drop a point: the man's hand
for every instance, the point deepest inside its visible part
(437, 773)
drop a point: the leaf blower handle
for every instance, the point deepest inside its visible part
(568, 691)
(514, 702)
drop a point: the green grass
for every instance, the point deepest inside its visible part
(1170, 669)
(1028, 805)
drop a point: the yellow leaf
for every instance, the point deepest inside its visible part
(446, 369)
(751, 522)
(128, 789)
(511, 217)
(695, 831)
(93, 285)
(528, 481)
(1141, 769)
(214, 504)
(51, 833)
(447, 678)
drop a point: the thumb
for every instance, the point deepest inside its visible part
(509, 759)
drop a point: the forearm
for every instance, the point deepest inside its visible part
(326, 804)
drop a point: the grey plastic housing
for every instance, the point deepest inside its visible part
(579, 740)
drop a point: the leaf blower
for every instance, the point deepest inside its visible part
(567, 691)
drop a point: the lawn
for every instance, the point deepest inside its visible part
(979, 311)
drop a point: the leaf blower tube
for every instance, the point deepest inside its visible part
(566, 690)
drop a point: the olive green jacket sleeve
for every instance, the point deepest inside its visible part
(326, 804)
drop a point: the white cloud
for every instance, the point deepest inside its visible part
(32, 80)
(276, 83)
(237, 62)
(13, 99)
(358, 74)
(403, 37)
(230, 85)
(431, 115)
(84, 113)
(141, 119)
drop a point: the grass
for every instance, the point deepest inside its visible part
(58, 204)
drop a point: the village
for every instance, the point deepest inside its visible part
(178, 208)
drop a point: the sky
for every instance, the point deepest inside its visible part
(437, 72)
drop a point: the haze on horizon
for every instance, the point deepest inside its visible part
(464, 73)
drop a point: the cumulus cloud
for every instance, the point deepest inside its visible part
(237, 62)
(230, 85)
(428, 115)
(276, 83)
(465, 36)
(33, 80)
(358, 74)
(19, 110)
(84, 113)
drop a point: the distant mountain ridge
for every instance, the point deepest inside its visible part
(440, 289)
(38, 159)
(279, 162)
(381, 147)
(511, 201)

• [EXERCISE AIM] Wherever the word "grass" shows up in the material, copy the line it is on.

• [RESPONSE AREA]
drop a point: the green grass
drop a point: the grass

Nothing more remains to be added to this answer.